> **Information provided**:
--- START ---

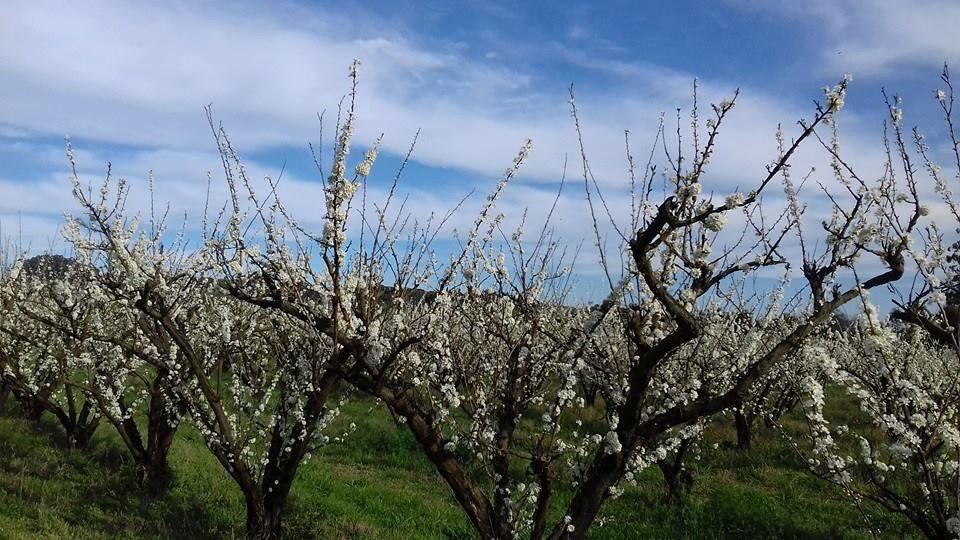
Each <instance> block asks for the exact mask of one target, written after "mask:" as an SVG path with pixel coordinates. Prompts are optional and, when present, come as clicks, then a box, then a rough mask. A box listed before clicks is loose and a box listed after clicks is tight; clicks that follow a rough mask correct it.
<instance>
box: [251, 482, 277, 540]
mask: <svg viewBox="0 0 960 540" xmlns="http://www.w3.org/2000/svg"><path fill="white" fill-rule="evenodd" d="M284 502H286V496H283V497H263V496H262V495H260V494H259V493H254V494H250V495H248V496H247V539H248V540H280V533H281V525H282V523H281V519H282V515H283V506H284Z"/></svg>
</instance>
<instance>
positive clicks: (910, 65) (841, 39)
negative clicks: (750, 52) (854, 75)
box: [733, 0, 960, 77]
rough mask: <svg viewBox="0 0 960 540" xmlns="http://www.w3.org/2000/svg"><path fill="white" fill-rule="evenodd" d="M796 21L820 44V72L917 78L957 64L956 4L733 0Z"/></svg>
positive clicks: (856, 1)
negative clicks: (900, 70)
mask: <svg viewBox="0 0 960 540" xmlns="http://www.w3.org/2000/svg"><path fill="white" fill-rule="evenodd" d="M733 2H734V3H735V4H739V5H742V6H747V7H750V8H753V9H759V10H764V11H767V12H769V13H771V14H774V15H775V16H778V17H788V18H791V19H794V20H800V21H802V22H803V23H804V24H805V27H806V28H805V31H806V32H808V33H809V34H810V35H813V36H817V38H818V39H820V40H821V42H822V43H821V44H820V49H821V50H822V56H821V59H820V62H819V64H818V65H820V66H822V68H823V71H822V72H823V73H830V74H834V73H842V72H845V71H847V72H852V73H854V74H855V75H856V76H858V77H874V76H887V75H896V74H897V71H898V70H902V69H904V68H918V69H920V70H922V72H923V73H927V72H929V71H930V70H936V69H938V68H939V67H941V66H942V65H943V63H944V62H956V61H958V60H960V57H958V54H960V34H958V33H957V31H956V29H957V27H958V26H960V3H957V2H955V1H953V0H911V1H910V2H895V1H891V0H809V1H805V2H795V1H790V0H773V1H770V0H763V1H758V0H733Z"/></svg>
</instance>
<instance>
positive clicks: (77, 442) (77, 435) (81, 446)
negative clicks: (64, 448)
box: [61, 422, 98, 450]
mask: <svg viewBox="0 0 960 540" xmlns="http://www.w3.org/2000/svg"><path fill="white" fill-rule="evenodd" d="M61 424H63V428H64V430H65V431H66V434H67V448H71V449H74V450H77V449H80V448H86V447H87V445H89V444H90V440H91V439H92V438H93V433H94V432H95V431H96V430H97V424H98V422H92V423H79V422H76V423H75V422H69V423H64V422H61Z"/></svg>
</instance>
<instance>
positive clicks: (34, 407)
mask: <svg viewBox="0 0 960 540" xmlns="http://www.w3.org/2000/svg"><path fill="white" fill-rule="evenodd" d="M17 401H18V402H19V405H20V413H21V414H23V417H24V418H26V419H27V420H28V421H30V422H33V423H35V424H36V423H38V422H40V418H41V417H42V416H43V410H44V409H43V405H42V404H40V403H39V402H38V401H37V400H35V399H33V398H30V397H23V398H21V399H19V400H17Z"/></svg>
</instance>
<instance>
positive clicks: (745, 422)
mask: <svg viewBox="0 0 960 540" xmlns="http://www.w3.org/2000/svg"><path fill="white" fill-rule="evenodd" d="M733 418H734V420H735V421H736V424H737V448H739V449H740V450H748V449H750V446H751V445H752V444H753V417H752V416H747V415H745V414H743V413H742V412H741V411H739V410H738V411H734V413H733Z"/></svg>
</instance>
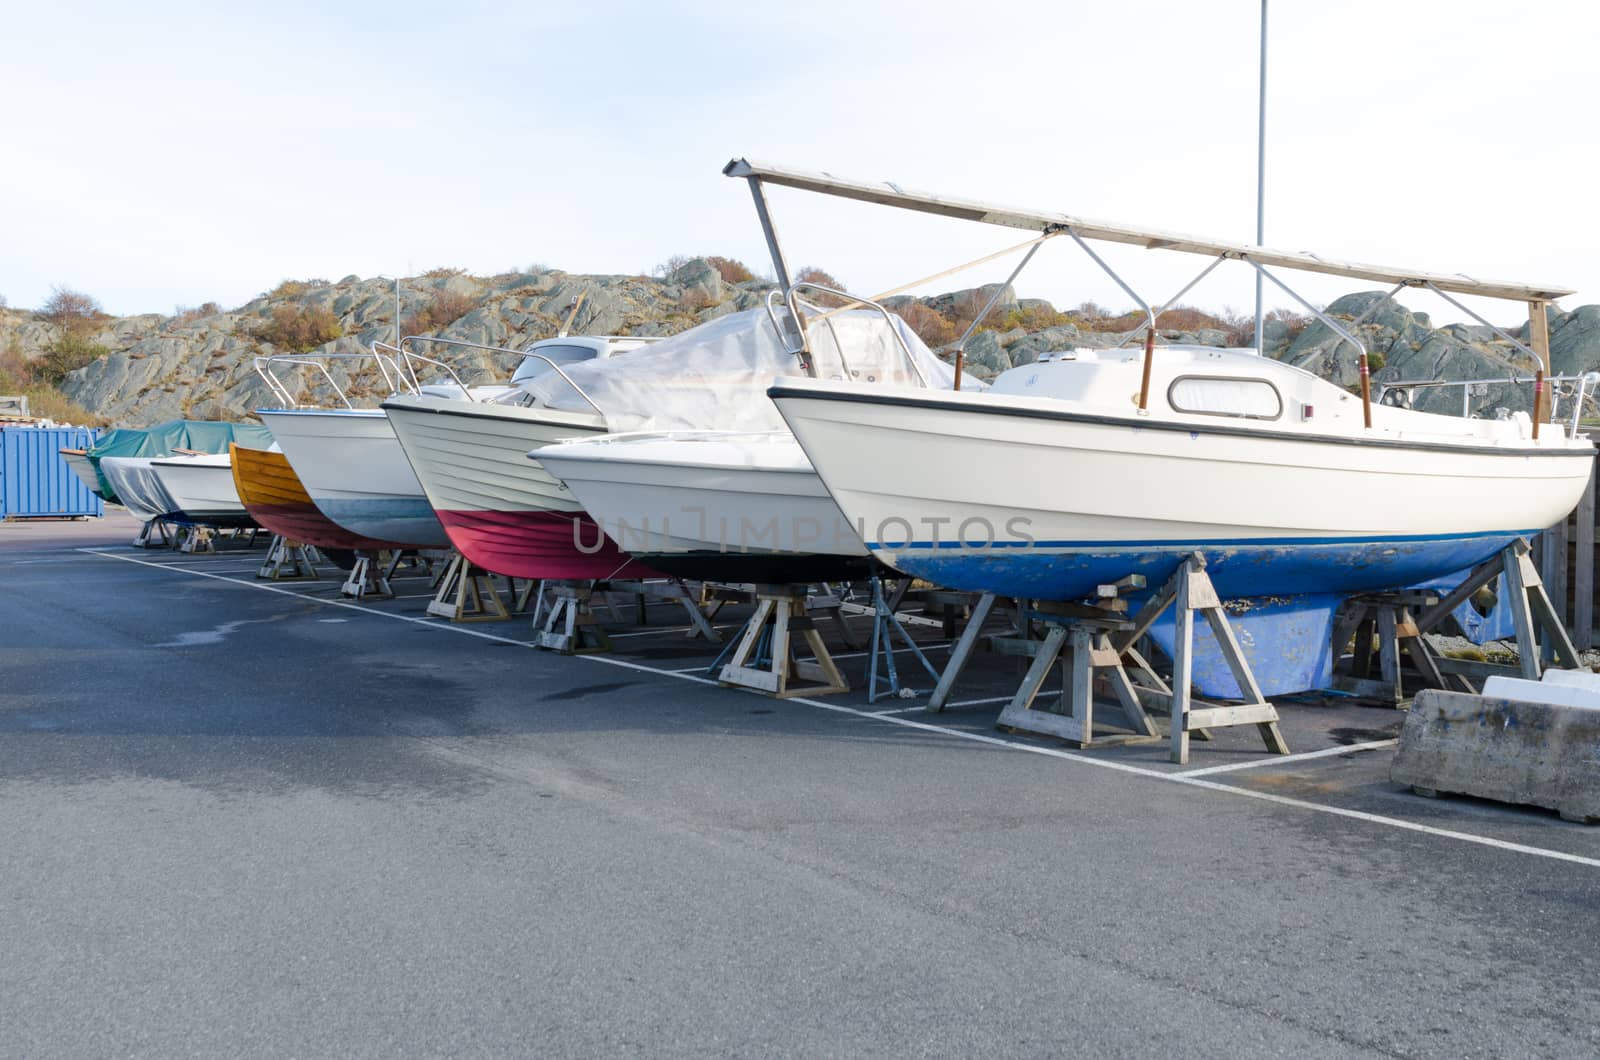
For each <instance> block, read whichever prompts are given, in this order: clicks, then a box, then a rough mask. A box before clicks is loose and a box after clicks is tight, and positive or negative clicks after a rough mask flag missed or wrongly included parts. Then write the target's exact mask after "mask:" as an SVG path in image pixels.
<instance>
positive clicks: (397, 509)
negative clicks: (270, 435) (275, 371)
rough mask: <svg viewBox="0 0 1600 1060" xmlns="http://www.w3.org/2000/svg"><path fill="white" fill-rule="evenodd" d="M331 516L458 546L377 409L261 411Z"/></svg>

--- END ---

> **Work request**: Please produce an exact copy of all the material, leaving out the pictures.

> **Exercise answer**:
Each <instance> block asks for the exact mask of one target, written after "mask:" as an SVG path with pixel coordinates. Prompts are optional and, when present, come as clicks, then a box, then a rough mask. A box listed before clicks is loose and a box listed after clicks is tight; clicks that follow a rough mask correct it.
<instance>
box: [251, 482, 277, 540]
mask: <svg viewBox="0 0 960 540" xmlns="http://www.w3.org/2000/svg"><path fill="white" fill-rule="evenodd" d="M284 502H286V496H283V497H263V496H262V495H260V494H259V493H254V494H250V495H248V496H247V539H248V540H280V533H281V525H282V523H281V519H282V515H283V506H284Z"/></svg>
</instance>
<instance>
positive clicks: (910, 65) (841, 39)
negative clicks: (750, 52) (854, 75)
box: [733, 0, 960, 77]
rough mask: <svg viewBox="0 0 960 540" xmlns="http://www.w3.org/2000/svg"><path fill="white" fill-rule="evenodd" d="M796 21L820 44V72L917 78L957 64L956 4L733 0Z"/></svg>
positive clicks: (856, 1)
negative clicks: (900, 70)
mask: <svg viewBox="0 0 960 540" xmlns="http://www.w3.org/2000/svg"><path fill="white" fill-rule="evenodd" d="M733 2H734V3H735V4H739V5H742V6H747V7H750V8H753V9H759V10H764V11H767V12H769V13H771V14H774V15H775V16H778V17H788V18H791V19H794V20H800V21H802V22H803V23H804V24H805V27H806V28H805V31H806V32H808V33H809V34H810V35H813V36H817V38H818V39H820V40H821V42H822V43H821V44H820V49H821V50H822V56H821V59H820V62H819V64H818V65H820V66H822V68H823V71H822V72H823V73H830V74H834V73H842V72H845V71H847V72H852V73H854V74H855V75H856V76H858V77H874V76H887V75H896V74H897V71H898V70H902V69H904V68H918V69H920V70H922V72H923V73H927V72H929V71H930V70H936V69H938V68H939V67H941V66H942V65H943V63H944V62H956V61H958V60H960V57H958V54H960V34H958V33H957V31H956V29H957V27H958V26H960V3H957V2H955V1H953V0H911V1H910V2H895V1H891V0H809V1H805V2H795V1H790V0H773V1H770V0H763V1H758V0H733Z"/></svg>
</instance>
<instance>
positive clicks: (77, 442) (77, 435) (81, 446)
negative clicks: (64, 448)
box: [61, 422, 98, 450]
mask: <svg viewBox="0 0 960 540" xmlns="http://www.w3.org/2000/svg"><path fill="white" fill-rule="evenodd" d="M61 424H63V428H64V430H65V431H66V434H67V448H71V449H74V450H77V449H80V448H86V447H87V445H89V444H90V440H91V439H92V438H93V433H94V432H95V431H96V430H97V424H98V422H92V423H79V422H76V423H75V422H69V423H64V422H61Z"/></svg>
</instance>
<instance>
positive clicks: (34, 407)
mask: <svg viewBox="0 0 960 540" xmlns="http://www.w3.org/2000/svg"><path fill="white" fill-rule="evenodd" d="M17 401H18V402H19V405H20V413H21V414H23V417H24V418H26V419H27V420H28V421H30V422H33V423H35V424H36V423H38V422H40V418H41V417H42V416H43V410H44V409H43V405H42V404H40V403H39V402H38V401H37V400H35V399H33V398H30V397H23V398H21V399H19V400H17Z"/></svg>
</instance>
<instance>
positive clicks: (745, 422)
mask: <svg viewBox="0 0 960 540" xmlns="http://www.w3.org/2000/svg"><path fill="white" fill-rule="evenodd" d="M733 418H734V420H735V421H736V424H737V448H739V449H740V450H748V449H750V446H751V445H752V444H753V417H752V416H747V415H745V414H743V413H742V412H741V411H739V410H738V411H734V413H733Z"/></svg>
</instance>
For each <instance> block, read whichever prompts are given, in this order: clicks, then a box, then a rough mask. A box before clicks is loose and a box after clicks is tight, and positive or negative clicks after a rough mask flag missed or wrongly included parts. Then write the target's exact mask after "mask:" as an SVG path in image pixels.
<instance>
positive clicks: (397, 509)
negative clicks: (270, 435) (275, 371)
rough mask: <svg viewBox="0 0 1600 1060" xmlns="http://www.w3.org/2000/svg"><path fill="white" fill-rule="evenodd" d="M331 516L458 546L377 409L261 411Z"/></svg>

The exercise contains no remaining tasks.